● Recorded data:
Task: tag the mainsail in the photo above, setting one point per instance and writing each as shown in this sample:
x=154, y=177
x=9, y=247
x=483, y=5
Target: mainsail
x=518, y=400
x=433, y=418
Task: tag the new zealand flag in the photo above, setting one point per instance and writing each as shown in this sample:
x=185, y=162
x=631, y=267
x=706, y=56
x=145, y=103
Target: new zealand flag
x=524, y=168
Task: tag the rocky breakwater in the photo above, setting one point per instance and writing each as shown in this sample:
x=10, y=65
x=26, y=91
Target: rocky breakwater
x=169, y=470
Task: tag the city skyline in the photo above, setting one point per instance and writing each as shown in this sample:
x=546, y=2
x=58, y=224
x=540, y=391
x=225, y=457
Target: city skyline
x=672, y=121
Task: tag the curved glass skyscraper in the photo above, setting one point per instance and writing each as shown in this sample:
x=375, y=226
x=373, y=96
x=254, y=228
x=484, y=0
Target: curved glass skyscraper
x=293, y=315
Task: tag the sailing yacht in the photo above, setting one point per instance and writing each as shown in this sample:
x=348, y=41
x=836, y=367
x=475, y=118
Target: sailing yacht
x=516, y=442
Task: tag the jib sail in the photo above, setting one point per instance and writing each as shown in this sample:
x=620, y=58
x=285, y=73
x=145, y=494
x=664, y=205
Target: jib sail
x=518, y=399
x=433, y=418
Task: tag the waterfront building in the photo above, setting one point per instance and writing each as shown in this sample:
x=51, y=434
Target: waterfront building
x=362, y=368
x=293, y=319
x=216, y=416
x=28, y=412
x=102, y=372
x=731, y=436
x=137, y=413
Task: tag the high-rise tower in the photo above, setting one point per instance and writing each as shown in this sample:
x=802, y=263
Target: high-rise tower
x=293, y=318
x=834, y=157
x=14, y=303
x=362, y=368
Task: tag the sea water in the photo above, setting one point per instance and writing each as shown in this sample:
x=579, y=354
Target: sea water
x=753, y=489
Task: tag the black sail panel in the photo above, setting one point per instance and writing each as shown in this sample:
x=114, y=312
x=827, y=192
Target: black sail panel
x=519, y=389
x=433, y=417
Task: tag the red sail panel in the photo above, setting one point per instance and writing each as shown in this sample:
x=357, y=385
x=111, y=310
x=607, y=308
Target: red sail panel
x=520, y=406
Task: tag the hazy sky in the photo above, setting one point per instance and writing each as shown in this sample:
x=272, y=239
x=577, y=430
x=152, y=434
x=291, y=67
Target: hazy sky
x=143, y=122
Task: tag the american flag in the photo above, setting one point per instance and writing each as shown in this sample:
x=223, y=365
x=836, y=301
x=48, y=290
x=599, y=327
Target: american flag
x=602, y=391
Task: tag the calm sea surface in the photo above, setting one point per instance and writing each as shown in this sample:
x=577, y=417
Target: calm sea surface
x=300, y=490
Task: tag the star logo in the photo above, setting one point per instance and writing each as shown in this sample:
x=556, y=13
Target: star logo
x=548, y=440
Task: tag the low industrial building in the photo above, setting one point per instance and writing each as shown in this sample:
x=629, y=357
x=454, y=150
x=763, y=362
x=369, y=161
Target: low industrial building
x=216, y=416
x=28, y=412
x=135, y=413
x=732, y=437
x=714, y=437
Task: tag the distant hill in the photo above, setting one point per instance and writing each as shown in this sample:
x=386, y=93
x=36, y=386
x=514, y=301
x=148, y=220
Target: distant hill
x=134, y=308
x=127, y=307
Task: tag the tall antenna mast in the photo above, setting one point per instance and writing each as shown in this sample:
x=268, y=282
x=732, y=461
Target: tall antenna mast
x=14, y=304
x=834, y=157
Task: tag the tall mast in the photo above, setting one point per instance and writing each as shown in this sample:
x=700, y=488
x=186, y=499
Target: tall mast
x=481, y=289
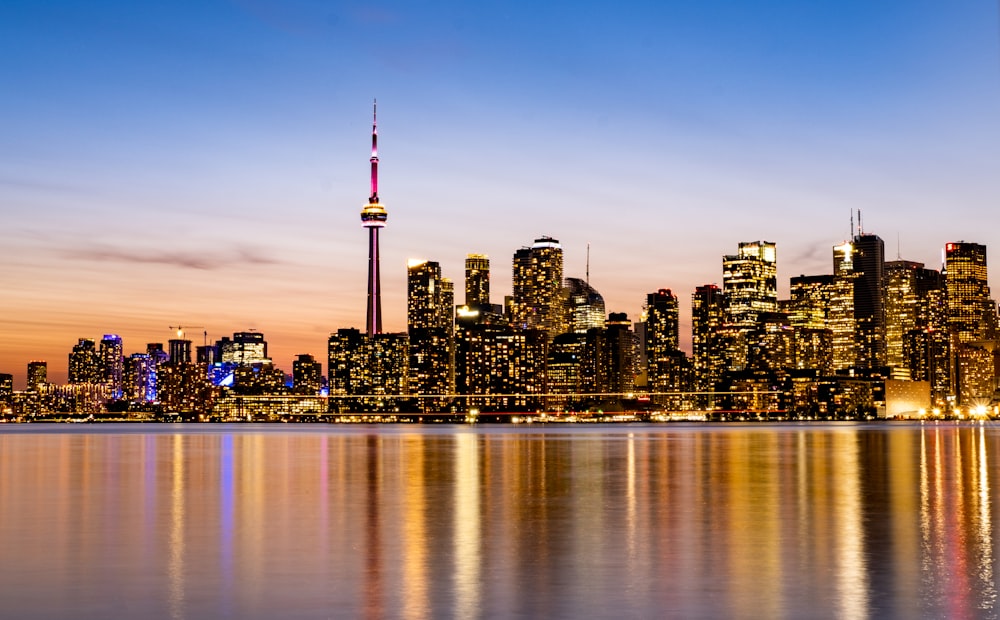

● What the task requires: Show every line in the rows above that contains the string "mainsail", treating uppercase and lowercase as distinct.

● Exercise response:
Task: tag the mainsail in the photo above, setting one point per instance and writing each as shown in this sample:
Target: mainsail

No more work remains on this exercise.